--- start of Passage shown ---

In today’s digital world, it’s easy for just about anyone to create a mobile app or write software, thanks to Java, JavaScript, Python, and other programming languages.

But that wasn’t always the case. Because the primary language of computers is binary code, early programmers used punch cards to instruct computers what tasks to complete. Each hole represented a single binary digit.

That changed in 1952 with the A-0 compiler, a series of specifications that automatically translates high-level languages such as English into machine-readable binary code.

The compiler, now an IEEE Milestone, was developed by Grace Hopper, who worked as a senior mathematician at the Eckert-Mauchly Computer Corp., now part of Unisys, in Philadelphia.

IEEE Fellow’s innovation allowed programmers to write code faster and easier using English commands. For her, however, the most important outcome was the influence it had on the development of modern programming languages, making writing code more accessible to everyone, according to a Penn Engineering Today article.

The dedication of the A-0 compiler as an IEEE Milestone was held in Philadelphia on 7 May at the University of Pennsylvania. That’s where the Eckert-Mauchly Computer Corp. got its start.

--- end of Passage shown ---
--- start of Raw data ---

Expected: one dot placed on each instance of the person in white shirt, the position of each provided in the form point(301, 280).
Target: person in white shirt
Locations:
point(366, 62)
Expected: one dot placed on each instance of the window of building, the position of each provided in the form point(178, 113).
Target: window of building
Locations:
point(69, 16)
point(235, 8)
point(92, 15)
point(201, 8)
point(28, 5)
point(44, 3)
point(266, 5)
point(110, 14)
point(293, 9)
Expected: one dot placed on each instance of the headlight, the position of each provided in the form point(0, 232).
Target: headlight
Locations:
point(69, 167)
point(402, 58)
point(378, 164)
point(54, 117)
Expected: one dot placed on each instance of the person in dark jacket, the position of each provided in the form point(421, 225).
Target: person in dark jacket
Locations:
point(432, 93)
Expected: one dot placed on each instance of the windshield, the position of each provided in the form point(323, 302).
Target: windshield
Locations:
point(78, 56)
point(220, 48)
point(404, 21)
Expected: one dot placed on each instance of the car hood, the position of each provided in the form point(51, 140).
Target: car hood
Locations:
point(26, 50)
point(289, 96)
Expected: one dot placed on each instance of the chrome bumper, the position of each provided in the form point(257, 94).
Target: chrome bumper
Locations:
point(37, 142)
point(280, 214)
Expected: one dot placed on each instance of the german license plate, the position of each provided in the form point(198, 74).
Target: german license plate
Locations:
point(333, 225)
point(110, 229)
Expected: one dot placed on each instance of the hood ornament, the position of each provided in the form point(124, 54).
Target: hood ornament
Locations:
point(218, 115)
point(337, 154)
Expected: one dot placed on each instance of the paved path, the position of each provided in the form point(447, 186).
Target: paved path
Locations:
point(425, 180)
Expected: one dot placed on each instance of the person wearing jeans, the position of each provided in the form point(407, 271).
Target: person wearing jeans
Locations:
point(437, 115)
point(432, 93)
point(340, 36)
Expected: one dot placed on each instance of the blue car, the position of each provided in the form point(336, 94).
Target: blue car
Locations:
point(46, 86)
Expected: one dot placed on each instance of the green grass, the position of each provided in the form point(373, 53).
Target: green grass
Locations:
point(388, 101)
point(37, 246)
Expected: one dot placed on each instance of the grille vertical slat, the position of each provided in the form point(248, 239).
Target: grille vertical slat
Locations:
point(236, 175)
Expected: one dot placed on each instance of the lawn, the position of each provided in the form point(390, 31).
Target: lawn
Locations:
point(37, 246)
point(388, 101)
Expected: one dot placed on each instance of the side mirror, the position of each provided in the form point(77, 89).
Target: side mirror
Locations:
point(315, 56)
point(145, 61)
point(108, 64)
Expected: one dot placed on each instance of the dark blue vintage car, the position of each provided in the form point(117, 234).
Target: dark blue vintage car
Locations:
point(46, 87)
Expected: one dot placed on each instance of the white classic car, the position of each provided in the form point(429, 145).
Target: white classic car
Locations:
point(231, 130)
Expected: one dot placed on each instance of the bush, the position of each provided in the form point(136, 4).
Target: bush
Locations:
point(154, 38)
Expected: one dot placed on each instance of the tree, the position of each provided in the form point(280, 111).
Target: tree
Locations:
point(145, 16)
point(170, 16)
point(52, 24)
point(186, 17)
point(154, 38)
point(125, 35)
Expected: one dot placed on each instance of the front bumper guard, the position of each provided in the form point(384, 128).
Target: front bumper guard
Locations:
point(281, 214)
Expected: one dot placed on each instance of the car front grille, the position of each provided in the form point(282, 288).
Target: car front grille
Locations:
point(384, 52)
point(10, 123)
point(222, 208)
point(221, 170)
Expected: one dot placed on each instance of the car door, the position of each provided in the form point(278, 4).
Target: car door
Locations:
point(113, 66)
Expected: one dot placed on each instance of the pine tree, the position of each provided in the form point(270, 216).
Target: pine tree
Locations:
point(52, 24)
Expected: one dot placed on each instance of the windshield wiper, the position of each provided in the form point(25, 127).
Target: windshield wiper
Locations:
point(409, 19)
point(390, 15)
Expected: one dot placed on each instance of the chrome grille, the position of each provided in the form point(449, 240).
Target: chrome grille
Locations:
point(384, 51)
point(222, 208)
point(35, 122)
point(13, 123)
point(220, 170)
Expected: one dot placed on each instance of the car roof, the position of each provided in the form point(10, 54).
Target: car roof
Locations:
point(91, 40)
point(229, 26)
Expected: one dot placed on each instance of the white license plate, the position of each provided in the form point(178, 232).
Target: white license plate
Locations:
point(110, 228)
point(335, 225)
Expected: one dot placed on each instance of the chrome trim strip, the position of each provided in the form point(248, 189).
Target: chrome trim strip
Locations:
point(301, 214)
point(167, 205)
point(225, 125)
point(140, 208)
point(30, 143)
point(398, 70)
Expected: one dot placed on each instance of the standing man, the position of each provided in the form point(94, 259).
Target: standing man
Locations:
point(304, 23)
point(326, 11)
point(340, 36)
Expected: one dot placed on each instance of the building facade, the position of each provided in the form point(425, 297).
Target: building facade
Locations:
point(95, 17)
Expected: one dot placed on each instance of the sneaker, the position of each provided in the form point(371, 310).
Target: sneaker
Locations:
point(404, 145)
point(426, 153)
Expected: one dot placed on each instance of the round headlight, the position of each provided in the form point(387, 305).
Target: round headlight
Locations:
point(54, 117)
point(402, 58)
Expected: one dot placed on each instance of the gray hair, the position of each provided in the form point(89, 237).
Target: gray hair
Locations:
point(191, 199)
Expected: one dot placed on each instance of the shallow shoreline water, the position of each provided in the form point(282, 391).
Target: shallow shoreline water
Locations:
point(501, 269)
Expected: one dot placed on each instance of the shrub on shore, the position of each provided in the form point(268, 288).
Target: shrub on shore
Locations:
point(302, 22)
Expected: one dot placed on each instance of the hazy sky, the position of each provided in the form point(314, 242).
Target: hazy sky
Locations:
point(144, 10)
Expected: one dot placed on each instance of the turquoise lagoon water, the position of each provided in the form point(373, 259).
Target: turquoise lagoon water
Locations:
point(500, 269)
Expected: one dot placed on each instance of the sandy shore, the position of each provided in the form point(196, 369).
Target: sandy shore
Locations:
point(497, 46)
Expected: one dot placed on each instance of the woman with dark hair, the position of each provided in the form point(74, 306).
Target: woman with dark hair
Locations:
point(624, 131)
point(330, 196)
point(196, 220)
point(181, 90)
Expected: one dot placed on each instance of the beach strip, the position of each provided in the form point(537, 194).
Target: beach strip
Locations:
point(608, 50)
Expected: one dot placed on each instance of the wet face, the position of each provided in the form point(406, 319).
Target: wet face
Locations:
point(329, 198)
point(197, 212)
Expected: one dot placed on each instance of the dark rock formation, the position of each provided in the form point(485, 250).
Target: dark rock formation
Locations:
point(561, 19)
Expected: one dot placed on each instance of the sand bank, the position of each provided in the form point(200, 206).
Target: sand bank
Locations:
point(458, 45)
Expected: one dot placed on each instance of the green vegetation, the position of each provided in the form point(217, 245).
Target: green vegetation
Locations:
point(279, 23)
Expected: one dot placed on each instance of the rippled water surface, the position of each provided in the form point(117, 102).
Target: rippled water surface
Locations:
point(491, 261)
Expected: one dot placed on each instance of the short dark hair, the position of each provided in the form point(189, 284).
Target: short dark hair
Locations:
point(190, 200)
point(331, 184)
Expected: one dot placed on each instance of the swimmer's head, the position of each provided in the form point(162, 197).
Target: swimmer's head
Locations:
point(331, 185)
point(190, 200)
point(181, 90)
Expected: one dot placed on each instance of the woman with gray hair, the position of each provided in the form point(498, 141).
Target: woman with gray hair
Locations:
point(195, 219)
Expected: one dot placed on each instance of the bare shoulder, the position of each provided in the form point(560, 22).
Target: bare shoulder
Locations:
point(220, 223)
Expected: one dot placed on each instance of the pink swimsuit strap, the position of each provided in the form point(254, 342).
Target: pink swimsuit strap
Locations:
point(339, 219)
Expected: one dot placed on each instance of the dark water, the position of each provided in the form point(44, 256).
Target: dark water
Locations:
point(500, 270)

--- end of Raw data ---

* [Task statement]:
Keep writing the passage about Grace Hopper's A-0 compiler, starting right after its final sentence.

* [Response for this exercise]:
“This milestone celebrates the first step of applying computers to automate the tedious portions of their own programming,” André DeHon, professor of electrical systems, engineering, and computer science, said at the dedication ceremony.

Eliminating the punch-card system

To program a computer, early technicians wrote out tasks in assembly language—a human-readable way to write machine code, which is made up of binary numbers. They then manually translated the assembly language into machine code and punched holes representing the binary digits into cards, according to a Medium article on the method. The cards were fed into a machine that read the holes and input the data into the computer.

The punch-card system was laborious; it could take days to complete a task. The cards couldn’t be used with even a slight defect such as a bent corner. The method also had a high risk of human error.

After leading the development of the Electronic Numerical Integrator and Computer (ENIAC) at Penn, computer scientists J. Presper Eckert and John W. Mauchly set about creating a replacement for punch cards. ENIAC was built to improve the accuracy of U.S. artillery during World War II, but the two men wanted to develop computers for commercial applications, according to a Pennsylvania Center for the Book article.

The machine they designed was the first known large-scale electronic computer, the Universal Automatic, or UNIVAC I. Hopper was on its development team.

UNIVAC I used 6,103 vacuum tubes and took up a 33-square-meter room. The machine had a memory unit. Instead of punch cards, the computer used magnetic tape to input data. The tapes, which could hold audio, video, and written data, were up to 457 meters long. Unlike previous computers, the UNIVAC I had a keyboard so an operator could input commands, according to the Pennsylvania Center for the Book article.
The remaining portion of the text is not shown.